- WORK ITEM: Will you write out the data exactly, excluding every picture?

START MATERIAL FOR THIS TASK

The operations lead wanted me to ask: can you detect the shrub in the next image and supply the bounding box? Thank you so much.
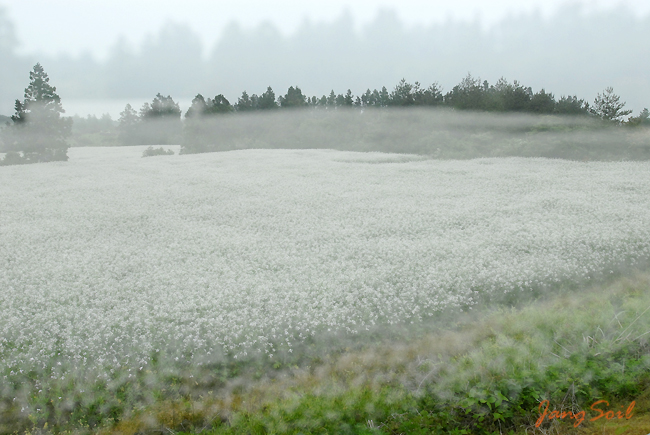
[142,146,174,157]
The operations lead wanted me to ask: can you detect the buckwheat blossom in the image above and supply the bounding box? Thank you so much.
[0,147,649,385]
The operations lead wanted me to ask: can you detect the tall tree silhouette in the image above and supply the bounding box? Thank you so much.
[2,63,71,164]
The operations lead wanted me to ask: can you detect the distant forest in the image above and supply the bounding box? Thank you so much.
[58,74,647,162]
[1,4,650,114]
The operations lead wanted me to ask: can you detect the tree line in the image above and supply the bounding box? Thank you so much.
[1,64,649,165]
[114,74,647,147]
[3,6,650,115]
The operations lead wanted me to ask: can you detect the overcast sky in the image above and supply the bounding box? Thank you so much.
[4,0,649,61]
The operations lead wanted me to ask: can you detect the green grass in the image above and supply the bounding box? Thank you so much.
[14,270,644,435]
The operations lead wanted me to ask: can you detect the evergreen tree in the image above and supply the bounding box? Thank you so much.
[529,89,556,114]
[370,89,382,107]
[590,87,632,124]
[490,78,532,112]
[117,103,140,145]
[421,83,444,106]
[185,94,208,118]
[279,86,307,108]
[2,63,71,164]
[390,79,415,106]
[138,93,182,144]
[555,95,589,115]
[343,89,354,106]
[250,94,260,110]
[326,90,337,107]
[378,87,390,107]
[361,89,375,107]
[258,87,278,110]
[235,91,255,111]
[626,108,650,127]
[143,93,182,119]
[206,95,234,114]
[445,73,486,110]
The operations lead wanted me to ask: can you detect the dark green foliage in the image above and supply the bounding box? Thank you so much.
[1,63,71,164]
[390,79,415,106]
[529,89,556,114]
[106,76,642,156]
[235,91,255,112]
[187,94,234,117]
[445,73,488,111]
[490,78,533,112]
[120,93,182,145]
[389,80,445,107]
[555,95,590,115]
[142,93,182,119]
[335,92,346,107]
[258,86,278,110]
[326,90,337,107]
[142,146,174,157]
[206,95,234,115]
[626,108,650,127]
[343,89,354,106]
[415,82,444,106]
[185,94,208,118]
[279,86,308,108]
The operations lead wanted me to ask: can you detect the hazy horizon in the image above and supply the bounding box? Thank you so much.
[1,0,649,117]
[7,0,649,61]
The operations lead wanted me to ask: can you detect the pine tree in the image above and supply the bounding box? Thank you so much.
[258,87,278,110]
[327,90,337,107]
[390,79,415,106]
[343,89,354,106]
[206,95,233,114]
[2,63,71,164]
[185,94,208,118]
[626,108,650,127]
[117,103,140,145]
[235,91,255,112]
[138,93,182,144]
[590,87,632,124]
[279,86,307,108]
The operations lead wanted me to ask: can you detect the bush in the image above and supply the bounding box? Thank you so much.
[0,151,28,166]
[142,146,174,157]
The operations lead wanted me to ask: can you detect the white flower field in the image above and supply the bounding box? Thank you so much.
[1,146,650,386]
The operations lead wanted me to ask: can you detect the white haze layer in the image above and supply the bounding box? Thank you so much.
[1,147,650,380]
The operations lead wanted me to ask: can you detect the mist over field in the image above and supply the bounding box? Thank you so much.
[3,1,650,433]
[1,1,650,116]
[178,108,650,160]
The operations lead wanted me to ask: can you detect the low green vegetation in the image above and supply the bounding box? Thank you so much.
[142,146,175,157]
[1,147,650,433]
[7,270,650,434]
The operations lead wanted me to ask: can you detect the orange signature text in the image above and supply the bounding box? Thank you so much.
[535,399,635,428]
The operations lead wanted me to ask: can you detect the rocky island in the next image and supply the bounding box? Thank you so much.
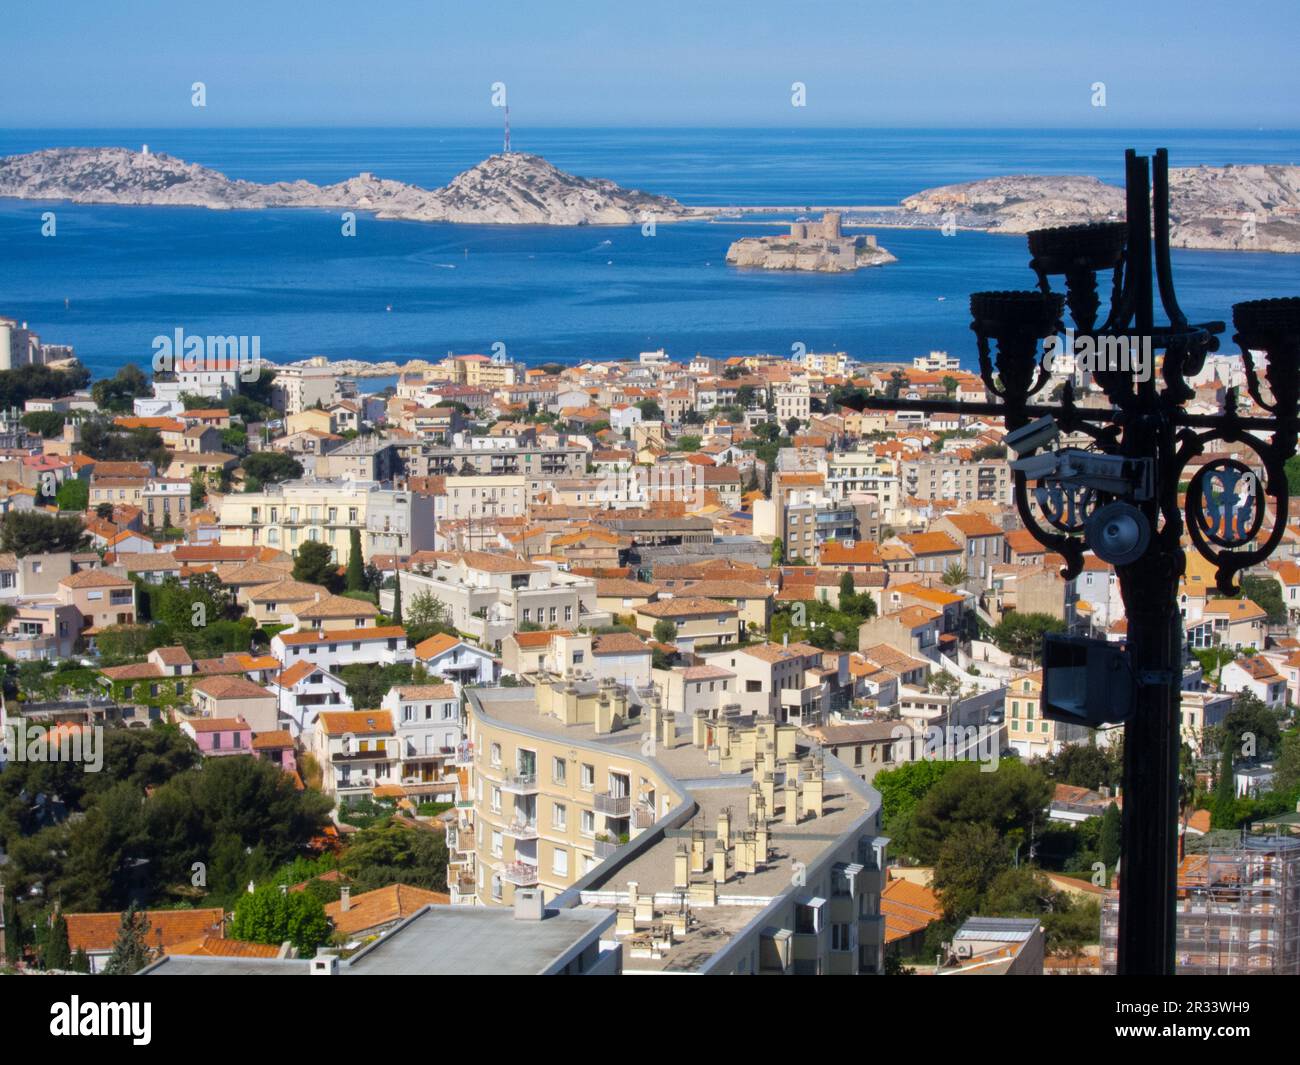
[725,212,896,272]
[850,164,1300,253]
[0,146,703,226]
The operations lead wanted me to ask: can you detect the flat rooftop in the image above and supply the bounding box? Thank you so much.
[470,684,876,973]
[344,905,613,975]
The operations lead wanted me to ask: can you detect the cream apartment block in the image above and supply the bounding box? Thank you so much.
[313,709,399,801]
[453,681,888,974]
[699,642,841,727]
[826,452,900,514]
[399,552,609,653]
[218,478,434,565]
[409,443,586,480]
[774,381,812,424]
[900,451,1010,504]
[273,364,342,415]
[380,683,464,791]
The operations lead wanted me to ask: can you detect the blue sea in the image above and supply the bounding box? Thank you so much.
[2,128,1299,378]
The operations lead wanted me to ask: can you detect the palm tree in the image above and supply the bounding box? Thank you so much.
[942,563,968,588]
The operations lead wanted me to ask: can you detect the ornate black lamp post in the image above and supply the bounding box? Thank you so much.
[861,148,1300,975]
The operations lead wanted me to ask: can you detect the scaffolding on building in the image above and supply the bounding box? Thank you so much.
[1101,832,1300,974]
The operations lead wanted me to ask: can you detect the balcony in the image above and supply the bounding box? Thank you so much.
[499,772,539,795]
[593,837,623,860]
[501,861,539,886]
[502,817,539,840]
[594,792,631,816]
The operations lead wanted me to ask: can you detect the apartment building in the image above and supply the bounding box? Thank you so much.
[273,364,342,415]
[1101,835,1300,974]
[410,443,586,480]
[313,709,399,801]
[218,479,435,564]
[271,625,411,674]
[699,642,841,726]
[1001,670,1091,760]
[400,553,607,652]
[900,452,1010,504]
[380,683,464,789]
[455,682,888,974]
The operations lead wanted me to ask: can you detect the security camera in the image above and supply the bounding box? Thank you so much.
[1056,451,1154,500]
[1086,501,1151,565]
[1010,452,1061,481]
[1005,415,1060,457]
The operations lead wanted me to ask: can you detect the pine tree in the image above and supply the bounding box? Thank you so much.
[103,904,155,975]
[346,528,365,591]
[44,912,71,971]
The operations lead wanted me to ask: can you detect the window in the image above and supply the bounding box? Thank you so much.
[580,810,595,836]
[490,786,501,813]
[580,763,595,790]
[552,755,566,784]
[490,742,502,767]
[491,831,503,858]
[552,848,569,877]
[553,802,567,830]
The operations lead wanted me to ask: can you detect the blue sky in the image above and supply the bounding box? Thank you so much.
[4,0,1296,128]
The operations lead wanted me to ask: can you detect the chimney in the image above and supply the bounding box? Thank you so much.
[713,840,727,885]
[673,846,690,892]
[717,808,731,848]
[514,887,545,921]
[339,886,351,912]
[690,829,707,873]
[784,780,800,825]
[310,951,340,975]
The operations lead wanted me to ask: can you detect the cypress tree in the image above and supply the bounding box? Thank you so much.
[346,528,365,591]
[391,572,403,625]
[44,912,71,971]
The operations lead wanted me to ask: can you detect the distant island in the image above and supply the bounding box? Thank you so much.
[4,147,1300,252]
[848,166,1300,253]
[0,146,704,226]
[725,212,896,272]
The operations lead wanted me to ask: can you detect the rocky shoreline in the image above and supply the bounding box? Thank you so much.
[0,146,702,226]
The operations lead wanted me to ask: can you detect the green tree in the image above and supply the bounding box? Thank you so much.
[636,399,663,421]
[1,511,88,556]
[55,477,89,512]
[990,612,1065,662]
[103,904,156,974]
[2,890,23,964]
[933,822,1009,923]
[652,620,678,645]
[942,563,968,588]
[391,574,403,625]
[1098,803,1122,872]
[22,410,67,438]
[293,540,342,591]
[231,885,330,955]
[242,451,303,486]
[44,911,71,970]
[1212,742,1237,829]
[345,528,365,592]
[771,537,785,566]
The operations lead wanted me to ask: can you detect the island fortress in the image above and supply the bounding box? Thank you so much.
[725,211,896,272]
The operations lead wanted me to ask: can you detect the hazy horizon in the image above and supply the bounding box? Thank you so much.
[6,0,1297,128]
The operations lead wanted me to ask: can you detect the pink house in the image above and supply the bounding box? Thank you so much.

END MATERIAL FOR THIS TASK

- OUTPUT OF THE TASK:
The operations lead wanted me to ask: can you detect the shrub in the next image and supply the bounding box? Thank you so much.
[142,146,174,157]
The operations lead wanted me to ask: can you detect the buckwheat blossom in the image above and supply the bounding box? Thank you so much.
[0,147,649,385]
The operations lead wanted me to ask: can you detect the tall tree silhouette in the image above and supply the bounding box? Thank you so much.
[2,63,71,164]
The operations lead wanted me to ask: can you detect the distant forest in the image above and supply the bounding box? Thank you so much.
[58,74,647,162]
[1,4,650,114]
The operations lead wanted me to ask: can you detect the tree line in the image above and supply the bounding box? Thank you so much.
[1,64,649,165]
[114,74,647,147]
[3,6,650,115]
The operations lead wanted me to ask: can you detect the overcast sky in the image above and supply the bounding box? Thank you so much.
[4,0,649,61]
The operations lead wanted me to ask: can you detect the green grass in the image above and supply the bounding box? Thank you so much.
[14,270,644,435]
The operations lead wanted me to ask: can you detect the evergreen tree in the image above and supply the bounding box? Thank you so much.
[529,89,556,114]
[370,89,382,107]
[590,87,632,124]
[490,78,532,112]
[117,103,140,145]
[421,83,444,106]
[185,94,208,118]
[279,86,307,108]
[2,63,71,164]
[390,79,415,106]
[138,93,182,144]
[555,95,589,115]
[343,89,354,106]
[250,94,260,110]
[326,90,337,107]
[378,87,390,107]
[361,89,375,107]
[258,87,278,110]
[235,91,255,111]
[626,108,650,127]
[143,93,182,119]
[206,95,234,114]
[445,73,486,110]
The operations lead wanted me to ask: can you detect the dark green foliage in the image above and supply the bounding box? Thank you so much.
[1,63,71,164]
[390,79,415,106]
[529,89,556,114]
[106,76,642,156]
[235,91,255,112]
[187,94,234,117]
[445,73,488,111]
[490,78,533,112]
[120,93,182,145]
[389,80,445,107]
[555,95,590,115]
[142,93,182,119]
[335,92,346,107]
[258,86,278,110]
[326,90,337,107]
[142,146,174,157]
[206,95,234,115]
[626,108,650,127]
[343,89,354,106]
[415,82,444,106]
[185,94,208,118]
[279,86,308,108]
The operations lead wanted me to ask: can you detect the hazy horizon in the image above and supply the bounding box? Thank you so much.
[1,0,649,117]
[7,0,649,61]
The operations lead wanted me to ask: can you detect the pine tree in the image above and supply the bounding box? Thank you so much.
[258,87,278,110]
[327,90,337,107]
[390,79,415,106]
[343,89,354,106]
[206,95,233,114]
[2,63,71,164]
[185,94,208,118]
[626,108,650,127]
[117,103,140,145]
[235,91,255,112]
[138,93,182,144]
[590,87,632,124]
[279,86,307,108]
The operations lead wanted me to ask: can you detect the bush in the image above and supply the bounding box? Thank you so much.
[0,151,28,166]
[142,146,174,157]
The operations lead wanted me to ask: can you detect the white flower field in the image above and supply the bounding box? Thank you so much.
[1,146,650,386]
The operations lead wanted me to ask: can you detect the white haze layer in the image above and supply the bounding box? Thank you so much.
[1,147,650,380]
The operations lead wanted me to ask: can you detect the mist over field in the image above and supply the bounding box? Thank you so much.
[3,1,650,433]
[1,1,650,116]
[178,108,650,160]
The operations lead wanted me to ask: can you detect the low green vegetation in the image above and supply the bounding box? Thank you so much.
[142,146,175,157]
[1,147,650,433]
[7,270,650,434]
The operations lead wanted me to ask: can you detect the orange signature text in the image above and supply the bounding box? Thank you so much.
[535,399,635,428]
The operations lead wanted me to ask: can you detect the rocky island in the next image and supply the bounding box? Thank you so much.
[725,212,896,272]
[850,164,1300,253]
[0,146,703,226]
The operations lead wanted me to ask: can you detect the flat rooftop in the image above and supply the bounding box? Thank you so much.
[470,684,876,973]
[344,905,613,975]
The operations lead wanted me to ask: can you detect the cream apartment block in the image above and supply the bounding box? Thank you so much.
[313,709,399,801]
[453,681,888,974]
[699,642,841,727]
[826,452,900,514]
[399,552,609,653]
[218,478,434,565]
[409,443,586,480]
[774,381,812,424]
[900,451,1010,504]
[273,364,342,415]
[380,683,464,791]
The operations lead wanted me to ask: can you detect the blue sea in the image above and supply the bounding box? Thank you so much.
[2,128,1299,378]
The operations lead wanted me to ask: can you detect the palm tree in the image above and supply the bounding box? Thank you so much.
[942,563,968,588]
The operations lead wanted me to ask: can you detect the ornate black lamp post in the image above and supply the bounding box? Thank you so much.
[861,148,1300,975]
The operations lead wanted me to ask: can you detect the scaffolding on building in the image above and supply the bounding box? Thank you so much.
[1101,832,1300,974]
The operations lead wanted me to ask: can you detect the balcony in the image above and supply the bounding box? Thank you so much.
[499,772,539,795]
[593,837,623,860]
[501,861,539,886]
[502,817,539,840]
[594,792,631,816]
The operations lead wanted me to ask: can you detect the apartment building in the image above and supply the bounding box? Thank you so much.
[273,364,342,415]
[1101,835,1300,974]
[410,443,586,480]
[313,709,399,801]
[218,479,435,564]
[271,625,411,674]
[699,642,841,726]
[1001,670,1091,760]
[400,553,607,652]
[900,452,1010,504]
[380,683,464,789]
[455,682,888,974]
The operations lead wanted me to ask: can you detect the security camera in the image above and supply the bounding box? Thank you so much.
[1056,451,1154,500]
[1086,501,1151,565]
[1010,452,1061,481]
[1005,415,1060,457]
The operations lead wanted me to ask: can you detect the pine tree in the image above and supply the bounding box? Thank you so much.
[103,904,155,975]
[346,528,365,591]
[44,912,71,971]
The operations lead wanted me to ask: can you detect the window in the image above and supply the bounding box? Thank you so much.
[580,810,595,836]
[490,786,501,813]
[580,763,595,790]
[552,755,566,784]
[490,742,502,767]
[491,831,503,858]
[552,848,569,877]
[553,802,567,830]
The operations lead wanted me to ask: can you detect the blue sky in the image above and supply the bounding box? Thank you so much.
[4,0,1296,128]
The operations lead wanted me to ask: can you detect the chimney in the image above and supply the bounding box? Thank you so much.
[713,840,727,885]
[673,846,690,892]
[717,808,731,848]
[514,887,545,921]
[339,886,351,912]
[690,829,707,873]
[784,780,800,825]
[310,951,340,975]
The operations lead wanted me to ask: can you detect the cypress tree in the image above and supply the bounding box? Thank you so much.
[346,528,365,591]
[391,572,403,625]
[44,912,71,971]
The operations lead wanted me to ask: can you detect the distant island in the image above and supply the bounding box? Thank you so much.
[4,147,1300,252]
[848,166,1300,253]
[0,146,704,226]
[725,212,896,272]
The operations lead wanted me to ask: can you detect the rocky shoreline in the image above and supply the bounding box? Thank you so much.
[0,146,702,226]
The operations lead wanted me to ask: can you detect the green tree in the image above and supply the bounding box? Thank you so much.
[636,399,663,421]
[1,511,88,556]
[55,477,89,512]
[990,612,1065,662]
[103,904,156,974]
[2,890,23,964]
[933,822,1009,923]
[652,620,678,645]
[942,563,968,588]
[391,574,403,625]
[1098,803,1122,872]
[22,410,67,438]
[293,540,342,591]
[231,885,330,955]
[242,451,303,486]
[44,911,71,970]
[1212,742,1237,829]
[345,528,365,592]
[771,537,785,566]
The operations lead wanted me to ask: can you detect the island fortress in the image above and supply the bounding box? Thank you so much.
[725,211,896,272]
The operations lead wanted me to ask: can you detect the hazy horizon in the image above and supply the bounding box? Thank you so much.
[6,0,1297,128]
The operations lead wanted me to ask: can you detect the pink house in the image above and supply the bounding box? Thank you so much.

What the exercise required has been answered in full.